• [WHAT YOU HAVE TO DO] Your answer must be an exact transcription of every entry.

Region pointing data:
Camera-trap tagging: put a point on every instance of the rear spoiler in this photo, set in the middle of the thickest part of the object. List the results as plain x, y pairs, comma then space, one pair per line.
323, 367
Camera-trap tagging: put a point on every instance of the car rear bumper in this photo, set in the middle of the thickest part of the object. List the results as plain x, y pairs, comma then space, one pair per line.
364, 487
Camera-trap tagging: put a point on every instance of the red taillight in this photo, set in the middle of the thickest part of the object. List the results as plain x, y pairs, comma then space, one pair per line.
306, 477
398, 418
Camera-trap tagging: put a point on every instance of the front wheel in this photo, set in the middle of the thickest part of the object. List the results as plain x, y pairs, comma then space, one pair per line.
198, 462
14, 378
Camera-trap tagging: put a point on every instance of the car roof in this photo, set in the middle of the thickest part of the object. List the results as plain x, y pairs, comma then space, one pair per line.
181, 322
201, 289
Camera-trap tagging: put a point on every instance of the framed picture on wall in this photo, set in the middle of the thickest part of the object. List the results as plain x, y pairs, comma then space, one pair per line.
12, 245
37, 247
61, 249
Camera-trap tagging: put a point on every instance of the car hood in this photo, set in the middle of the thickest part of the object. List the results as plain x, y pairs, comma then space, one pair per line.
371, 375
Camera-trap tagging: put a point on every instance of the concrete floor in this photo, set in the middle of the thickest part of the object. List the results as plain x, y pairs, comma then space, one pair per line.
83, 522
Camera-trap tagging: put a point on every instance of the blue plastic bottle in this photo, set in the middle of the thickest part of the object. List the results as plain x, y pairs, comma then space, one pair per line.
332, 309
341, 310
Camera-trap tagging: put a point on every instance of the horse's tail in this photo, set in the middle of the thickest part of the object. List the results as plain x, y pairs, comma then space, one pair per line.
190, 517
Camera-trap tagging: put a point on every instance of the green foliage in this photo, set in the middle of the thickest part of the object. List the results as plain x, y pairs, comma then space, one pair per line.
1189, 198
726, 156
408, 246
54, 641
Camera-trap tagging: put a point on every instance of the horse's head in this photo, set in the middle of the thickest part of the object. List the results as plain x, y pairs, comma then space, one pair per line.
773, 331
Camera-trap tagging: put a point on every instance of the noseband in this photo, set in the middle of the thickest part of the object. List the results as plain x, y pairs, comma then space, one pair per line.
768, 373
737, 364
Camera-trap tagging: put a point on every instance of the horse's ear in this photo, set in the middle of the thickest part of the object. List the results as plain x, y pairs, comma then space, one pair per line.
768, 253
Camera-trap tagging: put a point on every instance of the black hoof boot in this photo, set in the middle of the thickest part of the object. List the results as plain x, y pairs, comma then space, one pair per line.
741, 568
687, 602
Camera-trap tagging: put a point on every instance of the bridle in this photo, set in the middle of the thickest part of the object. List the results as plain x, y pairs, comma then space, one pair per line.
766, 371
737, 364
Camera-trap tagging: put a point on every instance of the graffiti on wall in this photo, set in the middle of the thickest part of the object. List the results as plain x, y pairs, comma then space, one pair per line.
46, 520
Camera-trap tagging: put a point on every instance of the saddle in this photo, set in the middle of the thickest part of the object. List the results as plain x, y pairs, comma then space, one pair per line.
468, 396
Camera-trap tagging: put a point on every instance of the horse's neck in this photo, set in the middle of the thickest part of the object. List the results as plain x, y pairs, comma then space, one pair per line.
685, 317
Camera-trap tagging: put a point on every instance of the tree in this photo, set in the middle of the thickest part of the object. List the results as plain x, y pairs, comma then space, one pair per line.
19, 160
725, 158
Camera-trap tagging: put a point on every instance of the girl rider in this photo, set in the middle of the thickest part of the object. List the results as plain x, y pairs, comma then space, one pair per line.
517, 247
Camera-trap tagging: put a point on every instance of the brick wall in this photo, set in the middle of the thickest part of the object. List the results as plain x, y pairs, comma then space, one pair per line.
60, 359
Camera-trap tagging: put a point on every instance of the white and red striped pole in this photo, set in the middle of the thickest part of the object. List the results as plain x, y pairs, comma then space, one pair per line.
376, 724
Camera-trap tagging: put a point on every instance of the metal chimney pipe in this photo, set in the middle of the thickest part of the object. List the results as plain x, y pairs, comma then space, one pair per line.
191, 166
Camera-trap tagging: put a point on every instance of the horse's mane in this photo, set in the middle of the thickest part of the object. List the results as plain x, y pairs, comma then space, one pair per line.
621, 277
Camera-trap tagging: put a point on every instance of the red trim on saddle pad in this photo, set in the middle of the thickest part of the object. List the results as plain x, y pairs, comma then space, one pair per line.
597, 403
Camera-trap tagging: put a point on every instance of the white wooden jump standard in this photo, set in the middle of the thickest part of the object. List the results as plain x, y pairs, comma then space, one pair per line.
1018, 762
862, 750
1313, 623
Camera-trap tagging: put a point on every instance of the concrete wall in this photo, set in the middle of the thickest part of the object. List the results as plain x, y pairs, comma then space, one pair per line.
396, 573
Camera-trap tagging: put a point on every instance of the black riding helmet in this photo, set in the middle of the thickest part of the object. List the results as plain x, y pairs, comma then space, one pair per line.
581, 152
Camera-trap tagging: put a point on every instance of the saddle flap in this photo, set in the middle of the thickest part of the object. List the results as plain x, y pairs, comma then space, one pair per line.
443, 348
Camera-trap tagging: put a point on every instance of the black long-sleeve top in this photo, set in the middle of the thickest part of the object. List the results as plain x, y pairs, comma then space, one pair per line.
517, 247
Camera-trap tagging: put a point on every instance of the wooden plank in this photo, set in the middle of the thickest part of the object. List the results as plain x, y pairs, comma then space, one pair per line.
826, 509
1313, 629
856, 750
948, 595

• [EXPECTED OUTPUT]
Camera-trap tagging: put a point on every instance of the rear spoiler in this photo, set in the middle of the thickest part of the object. List the results as plain x, y pairs, comma then space, one pair per line.
323, 367
Camera-trap tagging: put a point on every instance of the car rear bumper in this photo, set in the middle of the thickest part of the object. List the results as plain x, y pairs, comma then space, one pair per line.
364, 487
Camera-trap tagging: put a point on every instance of the red taillight in this photo, set in the middle of the thickest part of the object. List the results as plain x, y pairs, comma then space, one pair per line.
306, 477
398, 418
Camera-trap tagging: put a point on every instance of the front wheel in this photo, set in the middle of the thickest part of the object. List the results as plain x, y pairs, comma then space, one pair per line.
198, 462
14, 378
Camera-trap tagging: put a point on every instance of the car roof in this photo, set in the middle of the thickest part of the object. List the results as plain x, y pairs, comma then space, one pair per line.
181, 322
201, 289
Camera-trap tagging: put a point on every instance of the framed picture on wall in this photo, set in the middle of the thickest part of the object. List the results as plain x, y pairs, comma then space, one pair per line.
12, 245
37, 247
61, 249
Camera-trap tagging: put a point on every instance of the car hood in this photo, set in the middle of the thickest part of the object. List the results as plain x, y pairs, comma then space, one pair per line.
371, 375
Camera-trap tagging: put a point on every instance of the concrete floor in this photo, set in the middle of the thickest part of the object. List the results as plain x, y pairs, comma then space, one pair per line.
83, 522
Camera-trap tagging: put a point on every instance of the blue plastic bottle in this photo, set in the middle of the thickest part of the object. List the results as plain x, y pairs, comma then space, one pair per line.
332, 309
341, 310
Camera-trap tagging: put a point on every instance of the horse's tail in this photo, set in the middle of the thickest part of the object. List the results as plain x, y pairs, comma then space, one pair per line.
190, 517
Camera-trap tagging: put a point on every instance of the green foliage in this photo, set in the middle of the thickest part of the object. List the results as plain x, y pairs, comma then space, one pair per line.
1189, 198
726, 156
408, 246
54, 641
Camera-trap tagging: put a point on every instance of the horse's head in this photo, set in the middle of the thickest part of the object. List the results as plain x, y pairs, comma then space, one pair per line.
773, 331
Camera-trap tagging: put a point on every instance of the noseband in this photo, set in the middle of the thickest part of the object. List the results as plain x, y pairs, comma then space, one pair per line.
768, 373
737, 364
Camera-trap tagging: put a point on every instance of the horse's ear in this photo, set in the middle of the thickest part of the object. List the results as plain x, y pairs, comma then space, one pair per line.
768, 253
Camera-trap tagging: put a point on every instance of the black hoof boot in this photo, set in the middle of the thickest part of the object. List the results as plain x, y pairs, comma then space, one pair per line.
741, 568
687, 602
Camera-trap tagging: put a point on every instance of the bridle in this photo, set in the middle of the thickest part of the object. List the results as plain x, y pairs, comma then space, one pair per line.
766, 371
737, 364
Camera-trap tagging: put a point on every instance of the graffiti on wall in this photo, set in the middle of the thickest part of the object. List the results as plain x, y pairs, comma then space, one pair per line.
46, 520
Camera-trap tagging: put a point on every instance of the saddle in this photo, set in the middle of the thickest part of the object. List the results as plain x, y pairs, comma then space, one pair per line.
468, 396
Camera-trap tagging: put a point on every instance of the horse's neck in this photo, set in the middle of the thickest part of the object. List the results as plain x, y pairs, comma then space, one pair per line.
685, 317
Camera-trap tagging: put a point on every instance of the tree in this photo, set in the middle of the thickest part of the object. List the results as plain x, y pairs, comma then space, one pair per line.
19, 160
725, 158
Camera-trap tagging: put a point on every instance of the girl rider in this photo, set in the middle of the thickest part of the object. List the results as plain x, y pairs, comma then space, one pair per line.
517, 247
Camera-trap tagging: put a point on every instance of the brick wall in this photo, set in the middle of the thickest part of the object. List the results as plain x, y pairs, comma then space, one pair per line.
60, 359
Camera-trap tagging: put a point on every instance of the white and red striped pole in this photo, set in the middle of the thickest part of the object. List the results as plain x, y pairs, comma then space, one pair per line.
376, 724
Camera-trap tagging: put a point on every instance of the metal chimney pipe in this photo, set in the middle of the thickest part of the object. List the results as plain x, y pairs, comma then space, one pair per line.
191, 166
Camera-trap tagging: put a point on every instance of the horse's mane in this photo, set in the middle of the thickest part of the object. List the results as plain x, y pairs, comma then space, one pair per line.
621, 277
Camera-trap tagging: put a point on every instance of the red trim on saddle pad in this photo, set in the middle of the thickest part of the object. List the results as plain x, y pairs, comma then space, one pair per line.
597, 403
Camera-trap tagging: put a point on every instance of the white wooden jump standard in this photo, set in the middle of the thickest part of the object. List the results as plain x, y pairs, comma then space, one pair per line.
1018, 762
862, 750
1313, 623
Camera-trap tagging: put a point on every instance of the concrete wall in this photo, set in the middle of the thickest part of the object. List the results as plain x, y pairs, comma then space, one pair per line.
396, 573
Camera-trap tagging: put a point on every instance of the black riding helmet in this photo, set in the middle of the thickest part of the object. List the results as plain x, y pairs, comma then space, one pair per line.
581, 152
Camera-trap tagging: put a point on every instance of the saddle flap in this photo, set in the middle of the thickest part of the object. List the results as plain x, y pairs, comma then space, one pair per line.
443, 348
Camera-trap tagging: put a point on every instance of the black long-sleeve top in this photo, set in the middle of the thickest part of the object. List the results as plain x, y pairs, comma then space, one pair per line.
517, 247
Camera-trap tagging: put a point on every instance of the wooden plank in this photo, set in the middle of the thickest part of the object. List the results as plain x, y pairs, comma then space, one pair per line.
826, 509
1313, 629
856, 750
948, 595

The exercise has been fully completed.